- [Selected excerpt]:

Long Haul to Colorado and the Grand Mesa, with Talk of Sheepdog Trials

    The driving rain ceased during the night to be replaced by a howling gale. Even though I was parked near a fence, the wind shook the van about considerably. I wondered how the occupant of the tent at the next pitch was faring.
    I laid in until 7am. It was a bright sunny day with blue skies, but I could still feel the effects of a fierce wind. After a refreshing shower, I met my neighbours who slept in the tent. They were an elderly couple who must have been in their late 60s/early 70s. They were pleased that their tent had survived the onslaught. I learnt they were also touring with their motorcycle and trailer; good for them, there is hope for me yet. They were heavily wrapped up since the vicious wind was cold.
Gigantic Dragline
    I drove down to Green River, then a little further south on the Utah side hoping to get a view of the Flaming Gorge Canyon. It was the Green River that the airline pilot I met in Seattle had mentioned to me. He recommended fishing for trout on the river. However, it was blowing a gale and freezing, so I took the soft option. I climbed to a fair altitude, but even though I could tell where the canyon was, there was little chance of seeing much from the location I was at.
    I therefore decided to head east along the I80 and pick up a road south to Baggs, then Craig. The countryside was not as desert like as I thought it was when I arrived the previous night in the pouring rain. Any hills that I passed were low lying buff sandstone affairs. There was a fair amount of vegetation on the ground, mainly grass and sagebrush, though trees were scarce. The road seemed endless, and as I drove over the Continental Divide at one point I was presented with an almost flat wilderness stretching for 40 miles or more. Buildings were few and far between. I did come across a gigantic strip mining dragline in operation, scraping away the top layer of rock and dirt (called 'overburden') and making mountains of it beside the highway. The body of this huge dinosaur looked like a block of flats. It was probably exposing a coal seam, which are fairly prevalent in the area, particularly in North West Colorado. I turned off at what I thought was a suitable junction to take a shortcut across country to the road I needed to be on. However, when I turned off the highway, I soon arrived at a T-junction, with no indication which route to take, so I sought guidance from the garage nearby. The lady told me, " Go another 13 miles along the highway, honey, and turnoff there". I asked her what was wrong with the shortcut shown on the map. "Well, if you want 40 miles of mud and potholes, you take the shortcut". I saw her point. A word of warning to fellow travelers, maps show roads, but give no indication whether they are, as we would say in the UK, A, B, C or Z class roads. I thanked the lady, and returned to the van through the icy and even stronger wind.

- [Records supplied]:
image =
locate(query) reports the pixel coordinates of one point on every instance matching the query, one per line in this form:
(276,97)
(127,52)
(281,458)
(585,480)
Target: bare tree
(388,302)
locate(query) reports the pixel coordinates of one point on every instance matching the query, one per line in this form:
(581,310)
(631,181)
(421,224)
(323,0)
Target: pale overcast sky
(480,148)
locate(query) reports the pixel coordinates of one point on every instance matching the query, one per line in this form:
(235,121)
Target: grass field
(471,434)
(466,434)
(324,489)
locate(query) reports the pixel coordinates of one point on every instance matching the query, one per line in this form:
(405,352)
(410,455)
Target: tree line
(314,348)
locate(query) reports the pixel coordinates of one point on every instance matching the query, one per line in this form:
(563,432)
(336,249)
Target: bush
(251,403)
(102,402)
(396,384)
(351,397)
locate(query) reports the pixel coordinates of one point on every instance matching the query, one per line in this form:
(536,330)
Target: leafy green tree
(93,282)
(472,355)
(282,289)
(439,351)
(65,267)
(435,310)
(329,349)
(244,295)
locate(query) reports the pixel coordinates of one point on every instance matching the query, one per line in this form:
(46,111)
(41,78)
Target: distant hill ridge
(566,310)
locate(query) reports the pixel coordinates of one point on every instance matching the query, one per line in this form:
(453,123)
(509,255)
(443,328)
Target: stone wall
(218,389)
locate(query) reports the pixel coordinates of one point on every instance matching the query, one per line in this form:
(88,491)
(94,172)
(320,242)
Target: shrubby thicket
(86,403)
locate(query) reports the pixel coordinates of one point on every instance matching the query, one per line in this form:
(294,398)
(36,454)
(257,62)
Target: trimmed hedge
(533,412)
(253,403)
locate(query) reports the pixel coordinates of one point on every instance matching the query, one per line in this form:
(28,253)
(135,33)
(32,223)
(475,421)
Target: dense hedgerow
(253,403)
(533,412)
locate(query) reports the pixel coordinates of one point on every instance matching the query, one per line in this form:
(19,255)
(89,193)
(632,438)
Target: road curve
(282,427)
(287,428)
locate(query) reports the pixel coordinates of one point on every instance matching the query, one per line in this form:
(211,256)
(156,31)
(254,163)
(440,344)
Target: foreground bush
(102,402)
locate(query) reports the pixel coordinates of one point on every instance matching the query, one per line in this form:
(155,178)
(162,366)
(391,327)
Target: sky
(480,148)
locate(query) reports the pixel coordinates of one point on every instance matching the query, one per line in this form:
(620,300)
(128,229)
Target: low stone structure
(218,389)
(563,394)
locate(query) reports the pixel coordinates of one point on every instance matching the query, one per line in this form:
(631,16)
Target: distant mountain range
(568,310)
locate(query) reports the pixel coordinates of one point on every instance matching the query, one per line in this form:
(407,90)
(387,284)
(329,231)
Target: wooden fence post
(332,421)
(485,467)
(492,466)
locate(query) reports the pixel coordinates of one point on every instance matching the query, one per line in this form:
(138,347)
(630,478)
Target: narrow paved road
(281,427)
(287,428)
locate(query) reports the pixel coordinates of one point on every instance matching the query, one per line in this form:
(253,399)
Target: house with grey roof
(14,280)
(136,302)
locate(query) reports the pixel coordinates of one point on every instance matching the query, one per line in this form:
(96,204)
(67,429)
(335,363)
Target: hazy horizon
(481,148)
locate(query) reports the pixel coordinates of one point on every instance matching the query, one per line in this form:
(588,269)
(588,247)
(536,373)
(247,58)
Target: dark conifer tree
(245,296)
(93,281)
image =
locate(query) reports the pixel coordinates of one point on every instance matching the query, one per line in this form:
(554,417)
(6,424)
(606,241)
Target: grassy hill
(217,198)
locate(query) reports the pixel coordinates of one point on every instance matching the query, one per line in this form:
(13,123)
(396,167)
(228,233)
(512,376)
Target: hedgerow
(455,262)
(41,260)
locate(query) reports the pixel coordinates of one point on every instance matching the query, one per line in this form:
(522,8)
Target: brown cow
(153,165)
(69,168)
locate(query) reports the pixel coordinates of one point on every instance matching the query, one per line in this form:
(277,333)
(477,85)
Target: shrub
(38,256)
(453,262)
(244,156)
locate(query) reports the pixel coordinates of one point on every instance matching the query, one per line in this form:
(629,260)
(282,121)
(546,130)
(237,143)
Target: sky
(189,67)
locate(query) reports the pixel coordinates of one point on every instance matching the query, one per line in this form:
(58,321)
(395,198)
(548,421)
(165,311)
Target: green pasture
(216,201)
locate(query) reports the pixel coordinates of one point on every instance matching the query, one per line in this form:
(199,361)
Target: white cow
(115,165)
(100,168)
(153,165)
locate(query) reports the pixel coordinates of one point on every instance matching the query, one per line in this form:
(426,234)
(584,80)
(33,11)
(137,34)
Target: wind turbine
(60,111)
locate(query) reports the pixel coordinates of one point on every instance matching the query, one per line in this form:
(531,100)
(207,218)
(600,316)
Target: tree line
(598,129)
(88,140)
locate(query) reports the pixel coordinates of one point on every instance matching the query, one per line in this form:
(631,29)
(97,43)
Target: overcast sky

- [What to work on]:
In the travel account of the long haul to Colorado, what does the garage lady say taking the shortcut would mean?

- [Solution to the problem]:
Forty miles of mud and potholes.